▸ **Problem to work on**
Character for character, reproduce every entry below.

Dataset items
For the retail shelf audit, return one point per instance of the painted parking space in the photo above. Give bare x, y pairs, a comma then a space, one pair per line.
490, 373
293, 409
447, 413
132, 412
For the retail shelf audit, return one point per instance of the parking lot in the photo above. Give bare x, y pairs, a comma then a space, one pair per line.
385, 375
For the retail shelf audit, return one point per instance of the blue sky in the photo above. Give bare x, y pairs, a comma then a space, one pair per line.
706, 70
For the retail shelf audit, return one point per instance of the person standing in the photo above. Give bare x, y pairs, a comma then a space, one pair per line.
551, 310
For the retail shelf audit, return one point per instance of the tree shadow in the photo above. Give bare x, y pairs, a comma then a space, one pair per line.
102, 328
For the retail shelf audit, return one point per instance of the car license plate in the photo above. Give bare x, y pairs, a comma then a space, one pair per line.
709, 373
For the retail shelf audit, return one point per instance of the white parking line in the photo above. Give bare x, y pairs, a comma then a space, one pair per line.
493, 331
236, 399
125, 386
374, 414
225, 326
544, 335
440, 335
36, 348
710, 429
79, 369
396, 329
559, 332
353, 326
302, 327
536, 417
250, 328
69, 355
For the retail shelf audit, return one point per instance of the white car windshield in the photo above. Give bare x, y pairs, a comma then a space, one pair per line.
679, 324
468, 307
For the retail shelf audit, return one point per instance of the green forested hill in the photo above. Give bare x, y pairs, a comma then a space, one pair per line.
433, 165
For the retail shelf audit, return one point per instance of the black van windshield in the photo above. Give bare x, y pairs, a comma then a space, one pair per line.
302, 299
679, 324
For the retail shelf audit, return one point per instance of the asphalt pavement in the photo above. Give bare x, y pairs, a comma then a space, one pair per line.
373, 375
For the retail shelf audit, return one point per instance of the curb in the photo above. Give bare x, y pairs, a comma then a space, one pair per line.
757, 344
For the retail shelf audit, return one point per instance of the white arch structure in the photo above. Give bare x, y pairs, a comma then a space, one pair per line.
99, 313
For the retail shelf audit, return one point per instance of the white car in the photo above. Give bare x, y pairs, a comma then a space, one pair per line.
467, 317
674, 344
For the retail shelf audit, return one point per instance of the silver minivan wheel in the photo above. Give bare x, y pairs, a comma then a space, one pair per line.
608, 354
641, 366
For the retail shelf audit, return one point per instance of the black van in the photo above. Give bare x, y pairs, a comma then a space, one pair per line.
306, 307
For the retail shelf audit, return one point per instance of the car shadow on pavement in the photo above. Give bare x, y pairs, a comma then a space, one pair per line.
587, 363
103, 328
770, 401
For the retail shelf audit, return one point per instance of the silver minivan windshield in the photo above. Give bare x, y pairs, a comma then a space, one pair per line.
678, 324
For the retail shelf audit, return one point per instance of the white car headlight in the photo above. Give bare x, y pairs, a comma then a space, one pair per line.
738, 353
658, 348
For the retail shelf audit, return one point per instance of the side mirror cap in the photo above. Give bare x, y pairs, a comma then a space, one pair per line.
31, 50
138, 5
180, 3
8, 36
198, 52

▸ **Answer for the task**
For the retail shelf audit, return one point per instance of the painted parking space in the photo above. Give bare x, y pairs, a comma then a space, one pair per line.
490, 373
293, 409
447, 413
132, 412
For the retail shelf audit, return one point per instance of the parking lot in the photo above. Give bare x, y pairs, a comma then a space, one pair per line.
385, 375
For the retail shelf audit, return one point per instance of the blue sky in the photo above. Give bare x, y pairs, a comma then a space, one pair per line.
706, 70
For the retail shelf audit, return one point per instance of the person standing in the photo above. Give bare x, y pairs, a comma then a space, one pair per line.
551, 310
For the retail shelf audit, return one point per instance of the tree shadow in the photo above. Give bare x, y pairs, a comma then a space, one pair per line.
102, 328
For the retail shelf audit, return one point per instance of the car license plate in the photo above. Give bare x, y pairs, a comma then a space, one pair per line.
709, 373
For the retail shelf audit, return one point per instance of the white parking line in the photo above. Give bare x, y pairs, a comma then a space, one pair per line.
493, 331
236, 399
125, 386
374, 414
225, 326
544, 335
440, 335
36, 348
710, 429
79, 369
396, 329
559, 332
353, 326
302, 327
536, 417
250, 328
69, 355
For the retail shelf audit, return one point per instance of the white car windshield in the photo above. Give bare x, y pairs, a comma then a space, one pair per line.
679, 324
468, 307
For the retail shelf audit, return one point per instance of the green forested hill in the photo above. Give bare x, y pairs, a comma then a space, one pair per line.
433, 165
For the retail shelf audit, return one point per instance of the black van windshield in the photo above. Give bare x, y pairs, a comma then a space, one pair per line.
302, 299
679, 324
For the retail shelf audit, return one point per instance of the asphalt pavement in the photo above. Give bare x, y pairs, a comma then a space, one pair per line.
373, 375
For the retail shelf audit, return one point per instance of the curb in the photo above. Give bare x, y pairs, a comma then a space, one pair per line.
757, 344
For the retail shelf audit, return one point per instance of the white arch structure in the photo above. Give bare x, y pairs, a comma then a space, one pair per line.
99, 313
For the retail shelf audit, return one point per instance of the white car in the photo above. Give bare x, y pairs, a comma then a space, one pair per line.
467, 317
674, 344
For the retail shelf audit, return one point per instance of the silver minivan wheel in the photo above. Give bare x, y pairs, a comma then a space, one pair per line.
608, 354
641, 366
For the retail shelf audit, return one point per instance of the black van in the photo above. Give bare x, y pairs, a comma then a space, one pair per line.
306, 307
For the retail shelf audit, return one point per instance of the car shadow on pavement in the photo above. Give bare x, y pairs, a comma then a space, one pair per line.
587, 363
103, 328
770, 401
For the retail shelf audit, return one point per instance of the silver minivan windshield in the photo above. Give bare x, y pairs, a comma then a space, one pair per line.
678, 324
For the retail shelf audit, return one point per instance of the white car headlight in the photo above. Give bare x, y pairs, a comma then a space, one pair per line.
738, 353
658, 348
For the retail shelf audit, return one point per instance of the side mirror cap in the photo above. Give bare x, y pairs, a comma then a space, one pair per line.
31, 50
138, 5
180, 3
8, 36
198, 52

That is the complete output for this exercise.